• [Data listing]:
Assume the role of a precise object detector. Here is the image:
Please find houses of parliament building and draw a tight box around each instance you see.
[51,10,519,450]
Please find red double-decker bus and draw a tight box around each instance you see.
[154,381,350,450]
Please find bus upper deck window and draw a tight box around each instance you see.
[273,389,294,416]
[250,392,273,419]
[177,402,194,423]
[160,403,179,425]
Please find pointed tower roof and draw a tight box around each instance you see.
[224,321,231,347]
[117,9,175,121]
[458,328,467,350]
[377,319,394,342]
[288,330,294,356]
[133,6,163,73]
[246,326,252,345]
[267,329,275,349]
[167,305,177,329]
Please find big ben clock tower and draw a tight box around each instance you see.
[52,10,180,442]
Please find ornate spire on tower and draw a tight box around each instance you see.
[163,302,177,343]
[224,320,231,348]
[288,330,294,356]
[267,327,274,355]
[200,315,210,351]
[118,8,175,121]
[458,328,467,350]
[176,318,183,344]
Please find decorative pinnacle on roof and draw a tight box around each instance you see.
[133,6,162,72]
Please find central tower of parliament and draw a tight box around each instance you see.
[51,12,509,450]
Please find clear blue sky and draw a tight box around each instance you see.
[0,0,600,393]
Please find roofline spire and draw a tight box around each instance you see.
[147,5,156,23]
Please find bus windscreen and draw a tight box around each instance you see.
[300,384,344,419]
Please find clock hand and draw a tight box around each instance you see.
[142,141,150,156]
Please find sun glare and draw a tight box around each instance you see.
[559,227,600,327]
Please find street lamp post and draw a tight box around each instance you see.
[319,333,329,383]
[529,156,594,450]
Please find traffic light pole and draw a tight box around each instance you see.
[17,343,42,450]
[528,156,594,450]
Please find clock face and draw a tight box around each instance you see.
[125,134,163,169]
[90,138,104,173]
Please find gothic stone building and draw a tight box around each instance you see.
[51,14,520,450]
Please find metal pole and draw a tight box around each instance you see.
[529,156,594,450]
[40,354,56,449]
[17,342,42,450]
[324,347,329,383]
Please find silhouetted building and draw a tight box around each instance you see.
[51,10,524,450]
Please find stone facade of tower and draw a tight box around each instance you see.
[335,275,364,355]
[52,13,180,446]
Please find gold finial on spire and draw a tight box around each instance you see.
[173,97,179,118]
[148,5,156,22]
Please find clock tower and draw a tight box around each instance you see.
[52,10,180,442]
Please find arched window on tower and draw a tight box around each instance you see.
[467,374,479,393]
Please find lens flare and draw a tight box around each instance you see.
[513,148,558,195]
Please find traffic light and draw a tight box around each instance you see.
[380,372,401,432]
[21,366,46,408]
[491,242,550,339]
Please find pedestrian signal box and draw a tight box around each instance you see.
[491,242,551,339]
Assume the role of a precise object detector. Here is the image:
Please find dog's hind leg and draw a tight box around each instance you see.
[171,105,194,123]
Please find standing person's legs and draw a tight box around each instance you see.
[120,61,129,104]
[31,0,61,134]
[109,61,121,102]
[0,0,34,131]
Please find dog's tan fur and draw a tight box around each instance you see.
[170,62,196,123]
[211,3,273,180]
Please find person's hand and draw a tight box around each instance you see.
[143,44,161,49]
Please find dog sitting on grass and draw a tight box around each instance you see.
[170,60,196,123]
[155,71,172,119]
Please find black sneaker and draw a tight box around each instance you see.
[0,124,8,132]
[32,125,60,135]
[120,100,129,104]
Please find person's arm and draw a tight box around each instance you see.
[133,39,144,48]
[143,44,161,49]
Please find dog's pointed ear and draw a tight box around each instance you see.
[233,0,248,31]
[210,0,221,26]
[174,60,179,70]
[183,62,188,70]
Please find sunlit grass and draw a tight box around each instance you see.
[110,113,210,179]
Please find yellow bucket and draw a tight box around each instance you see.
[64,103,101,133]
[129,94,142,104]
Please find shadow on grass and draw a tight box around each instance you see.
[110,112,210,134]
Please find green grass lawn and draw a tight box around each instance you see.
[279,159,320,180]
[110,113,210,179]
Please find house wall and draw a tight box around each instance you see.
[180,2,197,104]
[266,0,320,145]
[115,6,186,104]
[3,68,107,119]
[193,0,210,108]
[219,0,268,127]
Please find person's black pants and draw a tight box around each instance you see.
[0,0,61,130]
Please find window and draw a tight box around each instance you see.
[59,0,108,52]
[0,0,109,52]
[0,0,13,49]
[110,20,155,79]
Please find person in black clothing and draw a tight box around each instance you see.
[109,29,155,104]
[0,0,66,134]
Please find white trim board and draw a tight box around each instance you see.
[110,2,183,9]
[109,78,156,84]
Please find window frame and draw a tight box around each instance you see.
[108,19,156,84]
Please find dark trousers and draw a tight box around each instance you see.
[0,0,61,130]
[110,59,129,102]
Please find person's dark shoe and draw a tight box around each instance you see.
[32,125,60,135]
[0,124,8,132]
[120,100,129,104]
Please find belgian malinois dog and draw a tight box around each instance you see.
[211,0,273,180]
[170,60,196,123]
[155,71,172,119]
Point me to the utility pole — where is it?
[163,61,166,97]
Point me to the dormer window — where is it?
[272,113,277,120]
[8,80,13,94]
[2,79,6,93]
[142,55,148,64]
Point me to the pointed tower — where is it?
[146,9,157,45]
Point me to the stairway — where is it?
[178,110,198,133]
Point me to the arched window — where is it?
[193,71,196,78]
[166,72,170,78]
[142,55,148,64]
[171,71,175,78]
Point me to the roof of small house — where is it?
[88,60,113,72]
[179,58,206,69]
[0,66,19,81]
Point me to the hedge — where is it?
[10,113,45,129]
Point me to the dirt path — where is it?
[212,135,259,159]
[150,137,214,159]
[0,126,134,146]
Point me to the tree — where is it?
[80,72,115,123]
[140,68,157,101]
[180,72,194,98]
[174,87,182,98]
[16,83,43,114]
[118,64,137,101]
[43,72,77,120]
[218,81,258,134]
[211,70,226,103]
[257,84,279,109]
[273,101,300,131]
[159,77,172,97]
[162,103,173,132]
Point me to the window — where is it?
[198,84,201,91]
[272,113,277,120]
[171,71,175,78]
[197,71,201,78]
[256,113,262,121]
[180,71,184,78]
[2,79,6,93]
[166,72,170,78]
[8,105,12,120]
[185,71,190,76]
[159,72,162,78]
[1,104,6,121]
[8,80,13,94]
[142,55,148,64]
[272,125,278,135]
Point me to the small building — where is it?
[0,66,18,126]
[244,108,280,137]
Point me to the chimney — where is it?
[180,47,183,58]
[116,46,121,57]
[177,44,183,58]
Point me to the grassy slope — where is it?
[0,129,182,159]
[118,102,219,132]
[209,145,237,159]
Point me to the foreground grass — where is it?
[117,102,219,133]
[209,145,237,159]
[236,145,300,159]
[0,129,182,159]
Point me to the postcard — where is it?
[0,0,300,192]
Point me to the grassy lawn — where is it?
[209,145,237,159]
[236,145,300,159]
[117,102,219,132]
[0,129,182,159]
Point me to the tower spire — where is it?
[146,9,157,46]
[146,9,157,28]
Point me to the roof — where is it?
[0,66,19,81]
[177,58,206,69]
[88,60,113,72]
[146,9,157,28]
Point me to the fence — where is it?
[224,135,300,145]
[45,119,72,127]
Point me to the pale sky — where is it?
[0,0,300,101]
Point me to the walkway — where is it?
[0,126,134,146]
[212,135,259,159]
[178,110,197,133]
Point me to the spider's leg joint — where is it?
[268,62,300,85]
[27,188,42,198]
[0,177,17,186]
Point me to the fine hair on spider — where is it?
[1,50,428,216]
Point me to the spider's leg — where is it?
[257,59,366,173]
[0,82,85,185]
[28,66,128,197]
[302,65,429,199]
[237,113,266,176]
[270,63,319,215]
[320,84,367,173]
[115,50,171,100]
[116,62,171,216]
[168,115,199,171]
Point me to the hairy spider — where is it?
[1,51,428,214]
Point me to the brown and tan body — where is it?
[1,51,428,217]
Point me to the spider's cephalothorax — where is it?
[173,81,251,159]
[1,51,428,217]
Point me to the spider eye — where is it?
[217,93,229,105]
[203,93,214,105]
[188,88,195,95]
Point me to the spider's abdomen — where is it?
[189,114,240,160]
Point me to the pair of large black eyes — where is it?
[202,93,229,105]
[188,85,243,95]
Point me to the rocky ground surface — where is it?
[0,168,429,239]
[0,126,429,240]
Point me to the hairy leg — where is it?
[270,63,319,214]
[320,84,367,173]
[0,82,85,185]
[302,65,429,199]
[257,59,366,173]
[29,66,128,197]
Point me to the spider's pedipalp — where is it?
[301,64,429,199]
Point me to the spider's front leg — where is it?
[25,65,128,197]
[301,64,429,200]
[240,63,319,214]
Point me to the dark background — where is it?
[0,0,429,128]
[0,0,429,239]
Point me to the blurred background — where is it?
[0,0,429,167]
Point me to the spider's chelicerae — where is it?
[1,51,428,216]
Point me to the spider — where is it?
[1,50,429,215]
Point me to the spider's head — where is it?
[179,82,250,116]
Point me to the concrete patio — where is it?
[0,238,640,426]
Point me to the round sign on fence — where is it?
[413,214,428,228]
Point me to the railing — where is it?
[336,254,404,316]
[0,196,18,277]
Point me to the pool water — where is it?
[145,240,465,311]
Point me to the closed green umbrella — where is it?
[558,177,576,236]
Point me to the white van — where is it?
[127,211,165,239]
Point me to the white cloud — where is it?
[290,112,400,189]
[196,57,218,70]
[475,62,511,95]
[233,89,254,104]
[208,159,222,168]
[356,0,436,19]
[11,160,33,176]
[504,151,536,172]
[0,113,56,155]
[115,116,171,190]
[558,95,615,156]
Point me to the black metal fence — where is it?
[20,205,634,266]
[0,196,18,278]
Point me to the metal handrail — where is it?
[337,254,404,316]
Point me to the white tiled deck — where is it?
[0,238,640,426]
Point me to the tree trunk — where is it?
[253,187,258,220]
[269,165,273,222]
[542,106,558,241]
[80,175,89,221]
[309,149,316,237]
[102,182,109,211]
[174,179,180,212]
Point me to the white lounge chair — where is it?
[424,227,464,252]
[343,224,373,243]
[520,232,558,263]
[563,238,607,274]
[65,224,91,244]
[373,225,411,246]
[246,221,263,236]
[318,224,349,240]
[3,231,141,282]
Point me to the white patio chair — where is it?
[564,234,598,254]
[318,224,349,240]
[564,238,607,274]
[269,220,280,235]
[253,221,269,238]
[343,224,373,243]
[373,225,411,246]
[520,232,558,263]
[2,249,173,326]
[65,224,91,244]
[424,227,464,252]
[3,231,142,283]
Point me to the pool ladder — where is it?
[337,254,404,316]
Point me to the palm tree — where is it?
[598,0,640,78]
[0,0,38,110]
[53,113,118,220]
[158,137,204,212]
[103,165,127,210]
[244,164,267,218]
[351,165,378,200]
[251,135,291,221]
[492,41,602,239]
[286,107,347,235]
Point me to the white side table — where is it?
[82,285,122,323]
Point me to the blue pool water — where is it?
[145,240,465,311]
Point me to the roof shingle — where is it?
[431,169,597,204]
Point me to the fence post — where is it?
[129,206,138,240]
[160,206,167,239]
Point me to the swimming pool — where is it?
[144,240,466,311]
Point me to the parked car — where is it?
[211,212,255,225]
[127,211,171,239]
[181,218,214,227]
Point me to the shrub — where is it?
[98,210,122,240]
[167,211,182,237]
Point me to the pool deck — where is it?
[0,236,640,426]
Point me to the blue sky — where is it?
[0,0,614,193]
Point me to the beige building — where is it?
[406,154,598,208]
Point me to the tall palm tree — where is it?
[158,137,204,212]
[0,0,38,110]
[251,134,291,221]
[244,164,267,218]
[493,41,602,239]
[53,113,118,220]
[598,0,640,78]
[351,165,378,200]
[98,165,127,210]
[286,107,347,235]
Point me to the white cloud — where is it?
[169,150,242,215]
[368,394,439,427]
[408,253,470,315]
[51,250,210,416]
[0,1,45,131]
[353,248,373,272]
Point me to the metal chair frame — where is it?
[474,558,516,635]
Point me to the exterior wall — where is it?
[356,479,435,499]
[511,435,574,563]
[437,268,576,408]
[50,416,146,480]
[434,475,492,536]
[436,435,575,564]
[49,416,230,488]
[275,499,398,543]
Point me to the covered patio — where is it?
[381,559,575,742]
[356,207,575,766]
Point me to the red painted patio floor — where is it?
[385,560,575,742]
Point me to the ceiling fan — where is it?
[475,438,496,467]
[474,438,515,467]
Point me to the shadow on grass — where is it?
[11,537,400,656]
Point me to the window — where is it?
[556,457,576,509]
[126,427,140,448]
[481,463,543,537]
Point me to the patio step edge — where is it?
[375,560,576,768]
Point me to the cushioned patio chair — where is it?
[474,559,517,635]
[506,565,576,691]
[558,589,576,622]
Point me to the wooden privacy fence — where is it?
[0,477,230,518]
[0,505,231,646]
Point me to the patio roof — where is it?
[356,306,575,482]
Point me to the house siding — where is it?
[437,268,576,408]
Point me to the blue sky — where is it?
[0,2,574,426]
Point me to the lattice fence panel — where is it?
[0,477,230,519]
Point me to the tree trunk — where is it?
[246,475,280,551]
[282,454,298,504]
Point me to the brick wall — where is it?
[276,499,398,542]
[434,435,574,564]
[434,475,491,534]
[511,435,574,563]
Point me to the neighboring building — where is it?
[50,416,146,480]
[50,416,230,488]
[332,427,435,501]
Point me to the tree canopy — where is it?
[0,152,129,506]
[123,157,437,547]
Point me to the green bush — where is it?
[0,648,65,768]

• [Work instructions]: Set out as a numbered list the lines above, starting with the line containing "Point me to the ceiling fan — where is it?" and going on through the line containing "[123,157,437,547]", leaving out any blank lines.

• [Worked answer]:
1. Point me to the ceiling fan — where is it?
2. [475,438,496,467]
3. [474,438,515,467]
4. Point me to the shadow on grass — where is it?
5. [11,537,400,656]
6. Point me to the window — where is it?
7. [556,457,576,509]
8. [126,427,140,448]
9. [481,463,543,537]
10. Point me to the patio step edge — where is it?
11. [375,560,576,768]
12. Point me to the cushioned patio chair — where is it?
13. [474,559,517,635]
14. [506,565,576,691]
15. [558,589,576,622]
16. Point me to the wooden privacy fence — where is it?
17. [0,477,230,518]
18. [0,505,231,646]
19. Point me to the patio roof — where is it?
20. [356,306,575,482]
21. Point me to the house siding — where is it?
22. [437,268,576,408]
23. Point me to the blue sky — where is it?
24. [0,2,574,426]
25. Point me to the lattice fence panel — where is it?
26. [0,477,230,519]
27. Point me to the tree trunk — where is it?
28. [246,475,280,551]
29. [282,454,298,504]
30. Point me to the brick wall — where is it?
31. [276,499,398,542]
32. [434,435,574,564]
33. [434,475,491,534]
34. [511,435,574,563]
35. Point me to the neighboring building — where is it?
36. [50,416,146,480]
37. [50,416,230,488]
38. [332,427,435,501]
39. Point me to the tree canopy — where is it?
40. [0,152,129,506]
41. [123,157,437,547]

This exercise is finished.